[START]
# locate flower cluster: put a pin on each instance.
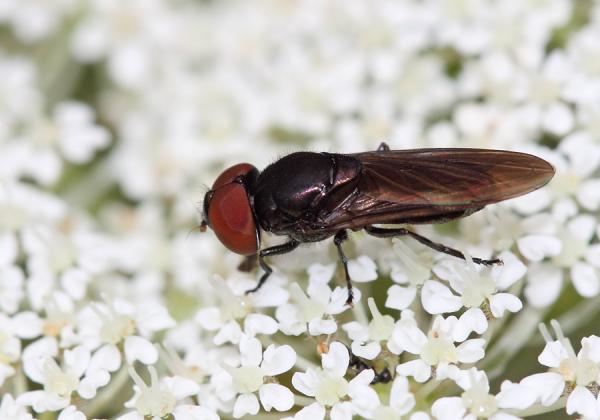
(114, 115)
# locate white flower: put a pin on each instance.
(567, 370)
(236, 307)
(577, 255)
(436, 349)
(479, 288)
(411, 273)
(160, 399)
(118, 321)
(59, 382)
(249, 378)
(23, 325)
(11, 280)
(474, 402)
(331, 390)
(362, 269)
(366, 339)
(10, 409)
(402, 401)
(71, 413)
(313, 313)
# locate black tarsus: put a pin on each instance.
(359, 365)
(268, 252)
(390, 232)
(340, 237)
(249, 263)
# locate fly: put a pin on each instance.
(309, 197)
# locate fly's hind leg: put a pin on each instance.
(383, 147)
(390, 232)
(340, 237)
(267, 252)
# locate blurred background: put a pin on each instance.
(124, 112)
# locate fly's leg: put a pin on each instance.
(267, 252)
(383, 147)
(248, 263)
(389, 232)
(340, 237)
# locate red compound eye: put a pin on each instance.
(230, 214)
(229, 175)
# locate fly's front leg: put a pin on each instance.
(390, 232)
(340, 237)
(267, 252)
(383, 147)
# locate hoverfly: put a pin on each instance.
(308, 197)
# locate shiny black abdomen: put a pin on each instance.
(293, 194)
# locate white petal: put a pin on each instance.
(337, 300)
(364, 399)
(558, 119)
(548, 386)
(315, 411)
(77, 360)
(250, 351)
(582, 401)
(516, 396)
(341, 411)
(138, 348)
(362, 269)
(153, 317)
(89, 385)
(415, 368)
(259, 324)
(585, 279)
(71, 413)
(363, 379)
(356, 331)
(368, 350)
(592, 255)
(448, 408)
(409, 337)
(181, 387)
(511, 271)
(194, 412)
(277, 360)
(322, 326)
(209, 318)
(582, 227)
(245, 404)
(107, 358)
(472, 320)
(553, 354)
(501, 302)
(537, 247)
(321, 273)
(438, 299)
(400, 297)
(589, 194)
(231, 332)
(307, 383)
(276, 396)
(27, 325)
(544, 284)
(337, 359)
(471, 350)
(401, 400)
(590, 348)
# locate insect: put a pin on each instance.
(308, 197)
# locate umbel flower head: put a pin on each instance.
(114, 114)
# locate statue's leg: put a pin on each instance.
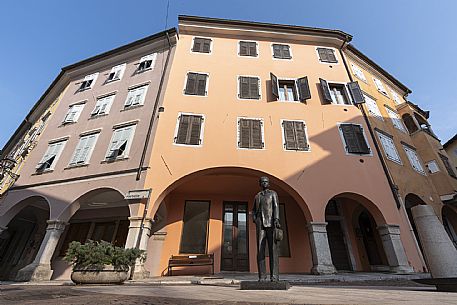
(261, 241)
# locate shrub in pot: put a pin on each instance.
(101, 262)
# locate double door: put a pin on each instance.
(235, 240)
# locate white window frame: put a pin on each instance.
(356, 70)
(92, 77)
(126, 152)
(273, 52)
(396, 120)
(119, 68)
(284, 139)
(257, 48)
(143, 97)
(56, 155)
(90, 150)
(98, 103)
(77, 114)
(238, 90)
(206, 85)
(343, 140)
(210, 45)
(262, 131)
(323, 62)
(202, 129)
(409, 151)
(391, 149)
(372, 107)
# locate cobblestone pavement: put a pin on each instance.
(205, 294)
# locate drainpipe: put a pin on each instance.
(154, 112)
(392, 185)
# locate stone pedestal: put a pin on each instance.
(393, 247)
(439, 251)
(141, 232)
(322, 258)
(40, 268)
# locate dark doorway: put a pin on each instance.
(235, 252)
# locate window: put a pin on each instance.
(294, 135)
(372, 107)
(84, 149)
(447, 165)
(88, 82)
(414, 159)
(120, 143)
(51, 156)
(358, 72)
(249, 87)
(103, 105)
(147, 62)
(432, 166)
(388, 145)
(354, 139)
(73, 114)
(136, 96)
(116, 73)
(281, 51)
(196, 84)
(202, 45)
(250, 133)
(290, 90)
(396, 120)
(380, 86)
(189, 130)
(195, 227)
(248, 48)
(327, 55)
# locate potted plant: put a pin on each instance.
(101, 262)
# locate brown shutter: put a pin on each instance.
(356, 93)
(289, 135)
(191, 83)
(201, 84)
(300, 134)
(195, 129)
(256, 134)
(245, 133)
(303, 89)
(274, 85)
(183, 128)
(325, 91)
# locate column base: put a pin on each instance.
(323, 269)
(34, 273)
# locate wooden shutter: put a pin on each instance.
(356, 93)
(325, 91)
(274, 85)
(303, 89)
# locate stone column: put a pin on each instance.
(142, 232)
(439, 251)
(393, 247)
(322, 259)
(40, 268)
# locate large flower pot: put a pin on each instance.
(106, 276)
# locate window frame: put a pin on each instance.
(259, 84)
(238, 133)
(248, 56)
(284, 137)
(202, 129)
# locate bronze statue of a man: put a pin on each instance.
(266, 218)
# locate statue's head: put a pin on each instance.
(264, 182)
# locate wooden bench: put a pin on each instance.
(191, 260)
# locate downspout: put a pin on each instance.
(392, 185)
(154, 112)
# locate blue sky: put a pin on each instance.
(413, 40)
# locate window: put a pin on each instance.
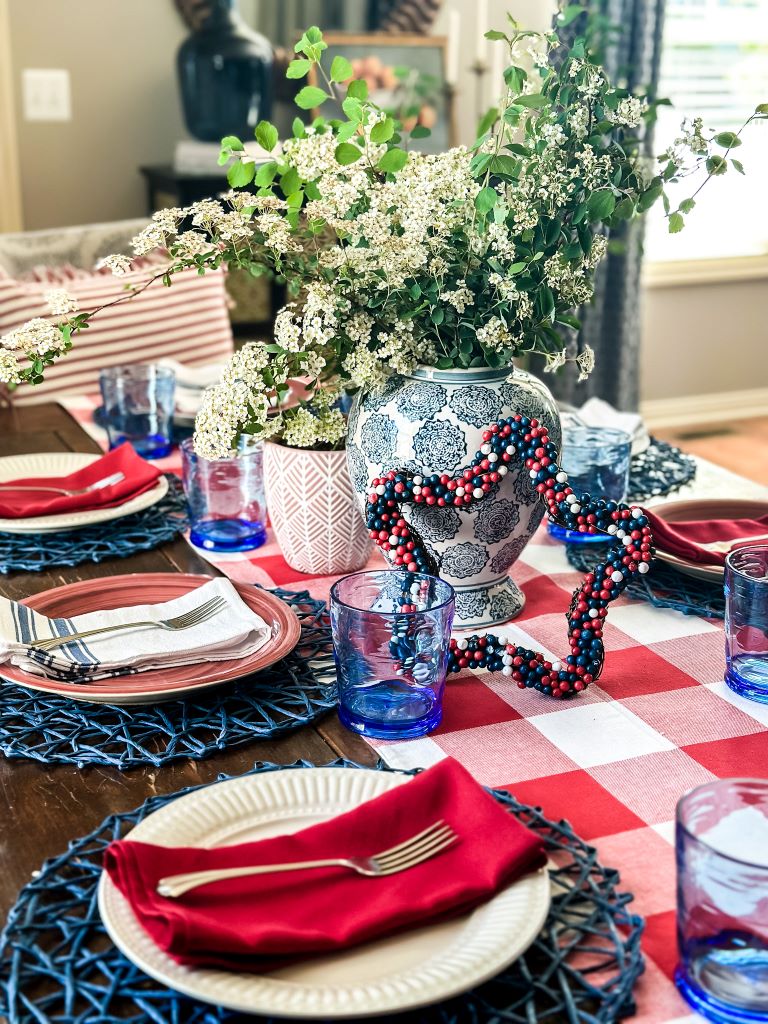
(715, 65)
[END]
Written exercise:
Render every line of the records above as a Markdown table with the columns Row and Line, numbering the rows and leaving out blank lines and the pictures.

Response:
| Row | Line |
|---|---|
| 1 | # locate flower cluster: put a pin on each instance. |
| 2 | (114, 115) |
| 3 | # locate white flower: put a pin on each instance. |
| 4 | (567, 370) |
| 5 | (236, 307) |
| 6 | (577, 255) |
| 7 | (436, 349) |
| 8 | (479, 288) |
| 9 | (411, 273) |
| 10 | (160, 399) |
| 11 | (118, 321) |
| 12 | (59, 382) |
| 13 | (249, 378) |
| 14 | (23, 325) |
| 15 | (11, 280) |
| 16 | (474, 402) |
| 17 | (331, 390) |
| 18 | (362, 269) |
| 19 | (366, 339) |
| 20 | (10, 409) |
| 21 | (402, 401) |
| 22 | (71, 413) |
| 23 | (313, 313) |
| 24 | # locate black tarsus: put a pin on each instance. |
| 25 | (359, 365) |
| 26 | (268, 252) |
| 27 | (390, 232) |
| 28 | (340, 237) |
| 29 | (249, 263) |
| 30 | # locate fly: put a pin on each instance. |
| 31 | (309, 197) |
| 32 | # locate fly's hind leg: put a pin on each instance. |
| 33 | (383, 147) |
| 34 | (390, 232) |
| 35 | (340, 237) |
| 36 | (267, 252) |
| 37 | # locate blurred background: put a pin on each instance. |
| 38 | (124, 112) |
| 39 | # locate fly's leg: put a pin on each instance. |
| 40 | (267, 252) |
| 41 | (383, 147) |
| 42 | (248, 263) |
| 43 | (389, 232) |
| 44 | (340, 237) |
| 45 | # locate red compound eye: put a pin on each instance. |
| 46 | (230, 214) |
| 47 | (229, 175) |
| 48 | # locate fly's front leg: put a pin on each instance. |
| 49 | (390, 232) |
| 50 | (340, 237) |
| 51 | (267, 252) |
| 52 | (383, 147) |
| 53 | # locate hoverfly: put a pin on each instance. |
| 54 | (308, 197) |
| 55 | # locate shiny black abdomen: put a pin on each instance. |
| 56 | (293, 194) |
| 57 | # locate white petal: put a pin on each instance. |
| 58 | (337, 300) |
| 59 | (364, 399) |
| 60 | (558, 119) |
| 61 | (548, 386) |
| 62 | (315, 411) |
| 63 | (77, 360) |
| 64 | (250, 351) |
| 65 | (582, 401) |
| 66 | (516, 396) |
| 67 | (341, 411) |
| 68 | (138, 348) |
| 69 | (362, 269) |
| 70 | (153, 317) |
| 71 | (89, 385) |
| 72 | (415, 368) |
| 73 | (259, 324) |
| 74 | (585, 279) |
| 75 | (71, 413) |
| 76 | (363, 379) |
| 77 | (356, 331) |
| 78 | (368, 350) |
| 79 | (592, 255) |
| 80 | (448, 408) |
| 81 | (409, 337) |
| 82 | (181, 387) |
| 83 | (511, 271) |
| 84 | (194, 412) |
| 85 | (277, 360) |
| 86 | (322, 326) |
| 87 | (209, 318) |
| 88 | (582, 227) |
| 89 | (245, 404) |
| 90 | (107, 358) |
| 91 | (472, 320) |
| 92 | (553, 354) |
| 93 | (501, 302) |
| 94 | (537, 247) |
| 95 | (321, 273) |
| 96 | (438, 299) |
| 97 | (400, 297) |
| 98 | (589, 194) |
| 99 | (231, 332) |
| 100 | (307, 383) |
| 101 | (276, 396) |
| 102 | (27, 325) |
| 103 | (544, 284) |
| 104 | (337, 359) |
| 105 | (471, 350) |
| 106 | (401, 400) |
| 107 | (590, 348) |
| 108 | # locate insect: put a pin on each instance. |
| 109 | (308, 197) |
| 110 | # locate umbel flower head: put a pin on each instance. |
| 111 | (114, 114) |
| 112 | # locate statue's leg: put a pin on each instance. |
| 113 | (261, 241) |
| 114 | # locate shrub in pot: put a pin on each instance. |
| 115 | (101, 262) |
| 116 | # locate double door: put a pin on each instance. |
| 117 | (235, 240) |
| 118 | # locate white window frame: put a pin on each instance. |
| 119 | (356, 70) |
| 120 | (92, 77) |
| 121 | (126, 152) |
| 122 | (273, 52) |
| 123 | (396, 120) |
| 124 | (119, 68) |
| 125 | (284, 139) |
| 126 | (257, 48) |
| 127 | (143, 97) |
| 128 | (56, 155) |
| 129 | (90, 150) |
| 130 | (98, 103) |
| 131 | (77, 114) |
| 132 | (238, 90) |
| 133 | (206, 85) |
| 134 | (343, 140) |
| 135 | (210, 45) |
| 136 | (262, 131) |
| 137 | (323, 62) |
| 138 | (202, 129) |
| 139 | (409, 151) |
| 140 | (391, 149) |
| 141 | (372, 107) |
| 142 | # locate cobblestone pavement: put a pin on each instance. |
| 143 | (205, 294) |
| 144 | # locate drainpipe: put a pin on each instance. |
| 145 | (154, 112) |
| 146 | (392, 185) |
| 147 | # locate stone pedestal: put a pin on each instance. |
| 148 | (393, 247) |
| 149 | (439, 251) |
| 150 | (141, 232) |
| 151 | (322, 258) |
| 152 | (40, 268) |
| 153 | # locate dark doorway: put a pin on each instance. |
| 154 | (235, 252) |
| 155 | # locate window: put a pin on each instance. |
| 156 | (294, 135) |
| 157 | (372, 107) |
| 158 | (84, 149) |
| 159 | (447, 165) |
| 160 | (88, 82) |
| 161 | (414, 159) |
| 162 | (120, 143) |
| 163 | (51, 156) |
| 164 | (358, 72) |
| 165 | (249, 87) |
| 166 | (103, 105) |
| 167 | (147, 62) |
| 168 | (432, 166) |
| 169 | (388, 145) |
| 170 | (354, 139) |
| 171 | (73, 114) |
| 172 | (136, 96) |
| 173 | (116, 73) |
| 174 | (281, 51) |
| 175 | (196, 84) |
| 176 | (202, 45) |
| 177 | (250, 133) |
| 178 | (290, 90) |
| 179 | (396, 120) |
| 180 | (380, 86) |
| 181 | (189, 130) |
| 182 | (195, 227) |
| 183 | (248, 48) |
| 184 | (327, 55) |
| 185 | # locate potted plant: put a pin on each instance. |
| 186 | (101, 262) |
| 187 | # locate brown shutter: put a pin on each instance. |
| 188 | (356, 93) |
| 189 | (289, 135) |
| 190 | (191, 83) |
| 191 | (201, 84) |
| 192 | (300, 134) |
| 193 | (195, 129) |
| 194 | (256, 134) |
| 195 | (245, 133) |
| 196 | (303, 89) |
| 197 | (274, 85) |
| 198 | (183, 128) |
| 199 | (325, 91) |
| 200 | # locate column base: put a pin on each instance. |
| 201 | (323, 269) |
| 202 | (34, 273) |
| 203 | # locate wooden shutter: put a pin on each instance. |
| 204 | (356, 93) |
| 205 | (325, 91) |
| 206 | (274, 85) |
| 207 | (303, 89) |
| 208 | # locate stone column: put a pin on each instance. |
| 209 | (142, 232) |
| 210 | (439, 251) |
| 211 | (393, 247) |
| 212 | (322, 259) |
| 213 | (40, 268) |
| 214 | # locate large flower pot: put a pin on each instance. |
| 215 | (106, 276) |
| 216 | # locate window frame: put a pin on each instance. |
| 217 | (259, 84) |
| 218 | (238, 133) |
| 219 | (248, 56) |
| 220 | (284, 137) |
| 221 | (202, 129) |
| 222 | # locate bronze statue of a man: put a pin on each instance. |
| 223 | (266, 218) |
| 224 | # locate statue's head: put a pin on each instance. |
| 225 | (264, 182) |
| 226 | # locate wooden bench: put a pin on each instance. |
| 227 | (191, 260) |
| 228 | # locate downspout: put a pin on each instance. |
| 229 | (392, 185) |
| 230 | (154, 112) |
| 231 | # locate blue sky: put a pin on each instance. |
| 232 | (413, 40) |
| 233 | # locate window: put a pin on each instance. |
| 234 | (715, 65) |